ACTIONS TO TAKE:
A. Decide whether each statement below agrees with the passage on California's anti-tax shelter law. Answer yes or no for each, and quote the words of that passage that decide it. (i) The law doubles the statute of limitations for abusive transactions from four years to eight years. (ii) The Federal disclosure initiative was less liberal than California's VCI. (iii) The proposed Federal legislation would apply its increased penalties to past transactions.
B. Extend the passage on California's anti-tax shelter law, picking up after its final sentence.

# Start of EXCERPT TO READ

The California law is based largely on proposed Federal tax legislation but with a number of unique and highly controversial differences, which are described below. The law applies generally to California taxpayers, as well as to any tax shelter organized in California, doing business in California, deriving income from California, or if at least one of the investors is a California taxpayer. The law generally applies to any penalty assessed on or after January 1, 2004 for any open tax year. Because the new law is both broad in scope and retroactive in effect, it is sure to face challenge in the courts.

The most significant provisions of the California anti-tax shelter law are:

Increased Penalties. A significant increase in penalties for “reportable transactions” entered into on or after January 1, 2003 and transactions entered into after February 28, 2000 and before January 1, 2004, where the transaction becomes “listed” at any time. Note the retroactive effect of the penalty provisions, which is different from the proposed Federal legislation providing for increased penalties but only for transactions entered into on a prospective basis.

Statute of Limitations. A doubling of the statute of limitations for “abusive” transactions from four years to eight years for tax returns filed after January 1, 2000 (i.e., 1999 tax returns and later).

Amnesty Program. California is offering a brief amnesty program, known as the Voluntary Compliance Initiative (the “VCI”), which allows eligible taxpayers to avoid all of the substantially increased penalties if, between January 1, 2004 and April 15, 2004, they (i) disclose abusive tax avoidance transactions for taxable years before 2003, (ii) waive any appeal, and (iii) pay the tax and interest due. Taxpayers are also given the option to participate in the VCI, reserving their right to appeal the tax consequences. Under this modified program, all penalties, with the exception of the accuracy-related penalty as in effect before this enactment, are waived. The VCI is similar to a Federal disclosure initiative that expired in April, 2002. The Federal program, however, was more liberal than the California program. Although the Federal initiative was availed of by a relatively small number of taxpayers (under 1,700), the Internal Revenue Service (the “IRS”) has proclaimed it a success in exposing the names of previously unknown tax shelter promoters and abusive transactions. According to the FTB, as of January 7, 2004, the VCI program has already generated more than $30 million. The VCI program will probably be most attractive to taxpayers who participated in listed transactions.

Because the new legislation will affect some prior transactions and the VCI will expire on April 15, 2004, taxpayers with possibly abusive tax shelter transactions should consider consulting a knowledgeable tax practitioner as soon as possible in order to determine their potential exposure and the best strategy for dealing with the new law.

# End of EXCERPT TO READ
# Start of AVAILABLE DATA

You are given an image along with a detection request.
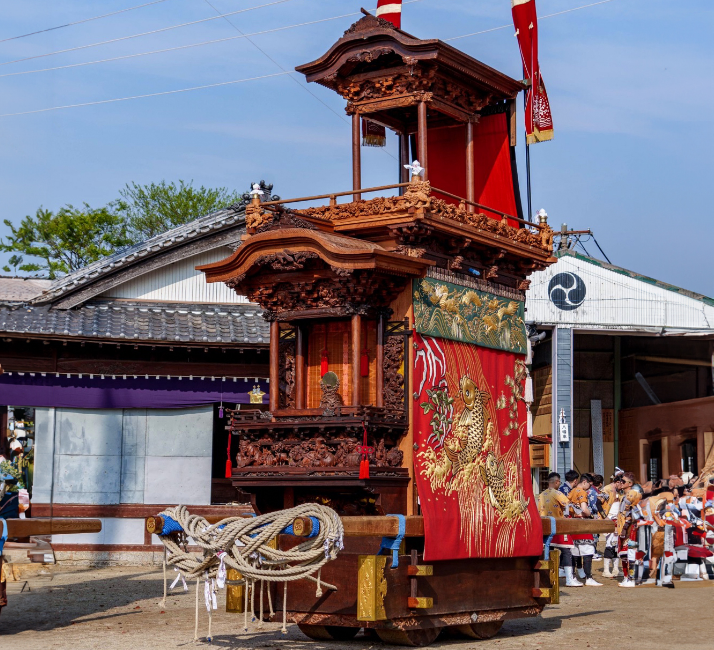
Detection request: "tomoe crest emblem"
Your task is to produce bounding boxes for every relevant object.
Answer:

# End of AVAILABLE DATA

WRITTEN RESPONSES:
A.
(i) Yes: "A doubling of the statute of limitations for “abusive” transactions from four years to eight years"
(ii) No: "The Federal program, however, was more liberal than the California program."
(iii) No: "providing for increased penalties but only for transactions entered into on a prospective basis"

B.
Interest Suspension. A suspension of interest and time-sensitive penalties on tax deficiencies begins 18 months after a timely filed return and ends 15 days after the FTB provides notice of the taxpayer’s liability and the basis for it. The suspension provision applies to taxable years ending after October 10, 1999. No suspension is permitted, however, if the FTB notice is sent before the 18-month period runs or if the taxpayer has been contacted by the FTB after January 1, 2004 regarding the use of a potentially abusive tax shelter and the taxpayer has taxable income in excess of $200,000 (determined as of the date the FTB sends the notice).

Attorney-Client Confidentiality. The protections of attorney-client confidentiality extend to state tax advice given by certified public accountants and certain other persons. This statutory amendment is modeled on the Federal statute; both statutes exempt communications relating to criminal tax matters and tax shelters. The amendment is effective for communications made on or after January 1, 2001 and expires on January 1, 2005, unless reenacted.

Other key provisions of the new law are:

Reliance on Tax Opinions. The new 20% understatement penalty does not apply if (i) the taxpayer discloses the transaction; (ii) there is or was substantial authority for the claimed tax treatment; and (iii) the taxpayer reasonably believed that the claimed tax treatment was more likely than not the proper treatment. Under the new law (effective for tax years beginning on or after January 1, 2003), a taxpayer may no longer rely on an opinion of a tax advisor to establish reasonable belief if the tax adviser who gave the opinion was or is a “material advisor,” is compensated by a material advisor, or has a contingent fee arrangement based on realizing tax benefits. A “material advisor” includes anyone who provided any material assistance or advice in organizing, promoting, selling, implementing or carrying out the transaction and who received a minimum fee of $250,000 in representing corporate clients or $50,000 in representing all others. The retroactive application of this provision to nullify a taxpayer’s prior reliance on a tax opinion is bound to be challenged.

Disclosure Requirements. Taxpayers who engaged in “reportable transactions” will have to disclose such transactions to the FTB. There are six types of “reportable transactions,” as defined in existing IRS regulations. They are: (1) listed transactions, (2) loss transactions, (3) short holding period transactions, (4) transactions with tax loss protection, (5) confidential transactions, and (6) transactions with a significant book-tax difference. However, as previously stated, many, if not most, reportable transactions are not abusive. Reportable transactions, other than listed transactions, have to be disclosed for tax years beginning on or after January 1, 2003. In addition, a taxpayer who invested in a transaction after February 28, 2000 and before January 1, 2004, where the transaction becomes a listed transaction at any time, is required to disclose the transaction.

Confidential Transactions. The IRS regulations used to define a confidential transaction as a transaction sold on the express or implied understanding or agreement that the taxpayer not disclose the advisor’s tax strategies. This definition of a confidential transaction was criticized as being overly broad. Accordingly, effective for transactions entered into after December 29, 2003, the IRS amended the definition of a confidential transaction. In particular, a confidential transaction is now defined as a transaction offered under conditions of confidentiality and for which the taxpayer has paid an advisor a “minimum fee.” A transaction is considered offered to a taxpayer under conditions of confidentiality if the advisor who is paid the minimum fee limits disclosure of the tax strategy/structure. A transaction is still treated as confidential where the conditions of confidentiality are not legally binding. In addition, a transaction that is proprietary or exclusive is not confidential if there is no limit on the disclosure of the tax treatment. The “minimum fee” is $250,000 if the taxpayer is a corporation, and $50,000 for all other taxpayers.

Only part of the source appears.